| WHAT THIS TASK INVOLVES |
Please print every record below exactly as it reads.

====

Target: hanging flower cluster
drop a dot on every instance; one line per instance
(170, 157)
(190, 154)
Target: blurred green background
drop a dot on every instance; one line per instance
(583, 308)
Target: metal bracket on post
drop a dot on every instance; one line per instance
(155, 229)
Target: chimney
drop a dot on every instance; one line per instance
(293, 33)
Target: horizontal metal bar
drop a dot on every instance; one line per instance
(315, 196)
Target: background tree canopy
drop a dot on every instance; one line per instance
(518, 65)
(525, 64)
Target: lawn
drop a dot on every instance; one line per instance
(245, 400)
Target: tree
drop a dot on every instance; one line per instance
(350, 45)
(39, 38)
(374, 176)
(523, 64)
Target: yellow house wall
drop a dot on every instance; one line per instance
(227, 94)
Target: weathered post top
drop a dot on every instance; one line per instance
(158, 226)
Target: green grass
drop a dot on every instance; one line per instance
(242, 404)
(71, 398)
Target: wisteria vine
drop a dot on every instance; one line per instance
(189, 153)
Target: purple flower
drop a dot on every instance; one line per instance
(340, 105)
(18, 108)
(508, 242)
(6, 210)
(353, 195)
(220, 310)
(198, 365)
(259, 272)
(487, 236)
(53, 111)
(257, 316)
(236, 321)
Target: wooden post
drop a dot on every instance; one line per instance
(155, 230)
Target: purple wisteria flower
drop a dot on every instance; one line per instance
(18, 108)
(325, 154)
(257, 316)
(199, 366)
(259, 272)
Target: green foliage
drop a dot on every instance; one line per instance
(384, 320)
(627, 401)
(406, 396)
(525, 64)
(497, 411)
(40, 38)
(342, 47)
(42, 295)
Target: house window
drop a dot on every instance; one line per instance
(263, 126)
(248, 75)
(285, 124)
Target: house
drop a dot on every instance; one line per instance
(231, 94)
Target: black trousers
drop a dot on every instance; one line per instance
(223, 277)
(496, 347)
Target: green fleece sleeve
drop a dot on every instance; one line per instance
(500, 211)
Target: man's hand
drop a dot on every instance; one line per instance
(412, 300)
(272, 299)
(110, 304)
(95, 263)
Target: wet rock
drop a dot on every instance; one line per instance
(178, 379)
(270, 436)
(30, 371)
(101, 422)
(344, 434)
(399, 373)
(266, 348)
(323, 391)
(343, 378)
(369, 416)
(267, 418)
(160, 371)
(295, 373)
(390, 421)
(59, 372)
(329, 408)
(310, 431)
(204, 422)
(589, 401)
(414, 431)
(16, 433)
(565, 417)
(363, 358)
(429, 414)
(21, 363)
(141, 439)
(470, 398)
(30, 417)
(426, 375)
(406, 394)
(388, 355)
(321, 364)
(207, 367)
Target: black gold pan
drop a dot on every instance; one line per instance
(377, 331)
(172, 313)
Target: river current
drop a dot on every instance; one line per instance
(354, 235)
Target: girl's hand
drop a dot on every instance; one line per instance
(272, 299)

====

| RESPONSE AREA |
Target: hanging flower cluster
drop a dot on every instance; one line per instance
(170, 157)
(190, 154)
Target: blurred green background
drop a dot on every instance; one line per instance
(583, 308)
Target: metal bracket on post
drop a dot on every instance; one line per instance
(155, 229)
Target: chimney
drop a dot on every instance; one line per instance
(293, 33)
Target: horizontal metal bar
drop a dot on every instance; one line per instance
(315, 196)
Target: background tree canopy
drop a dot on every instance; one line per instance
(518, 65)
(525, 64)
Target: lawn
drop a dot on every instance; one line per instance
(245, 400)
Target: tree
drop a dot on every instance; one line per instance
(350, 45)
(39, 38)
(374, 176)
(523, 64)
Target: yellow house wall
drop a dot on every instance; one line per instance
(227, 94)
Target: weathered post top
drop a dot on every instance; one line per instance
(158, 226)
Target: green grass
drop a dot on every instance; one line per instance
(242, 404)
(71, 398)
Target: wisteria vine
drop a dot on every instance; one line per instance
(189, 153)
Target: purple flower
drop a dot on every instance; one line per instance
(340, 105)
(18, 108)
(508, 242)
(6, 210)
(353, 195)
(220, 310)
(198, 365)
(259, 272)
(487, 236)
(53, 111)
(257, 316)
(236, 321)
Target: wooden post
drop a dot on every instance; one line per instance
(155, 230)
Target: purple wisteria flower
drop a dot on every instance; one line per instance
(18, 108)
(325, 154)
(257, 316)
(199, 366)
(259, 272)
Target: green foliage
drop a dot on every instance; one line per instance
(384, 320)
(627, 401)
(406, 396)
(525, 64)
(497, 411)
(40, 38)
(342, 47)
(42, 295)
Target: house window
drop a dot on every instance; one line per instance
(263, 126)
(248, 75)
(285, 124)
Target: house
drop a dot on every instance; one line per instance
(231, 94)
Target: black trousers
drop a dot on every instance; one line per instance
(223, 277)
(496, 347)
Target: green fleece sleeve
drop a dot on every instance; one line per instance
(500, 211)
Target: man's hand
drop a dot on every instance; one line per instance
(412, 300)
(272, 299)
(110, 304)
(95, 263)
Target: wet rock
drop a dot on every instance; one line per instance
(178, 379)
(270, 436)
(30, 371)
(101, 422)
(344, 434)
(399, 373)
(266, 348)
(323, 391)
(343, 378)
(369, 416)
(267, 418)
(160, 371)
(295, 373)
(390, 421)
(59, 372)
(329, 408)
(310, 431)
(204, 422)
(589, 401)
(414, 431)
(16, 433)
(565, 417)
(363, 358)
(429, 414)
(21, 363)
(141, 439)
(470, 398)
(30, 417)
(426, 375)
(406, 394)
(388, 355)
(321, 364)
(207, 367)
Target: black gold pan
drop a dot on every instance; one line per instance
(377, 331)
(172, 313)
Target: river current
drop a dot on every instance; one line per instance
(354, 235)
Target: girl's hand
drop a dot on every instance; one line per instance
(272, 299)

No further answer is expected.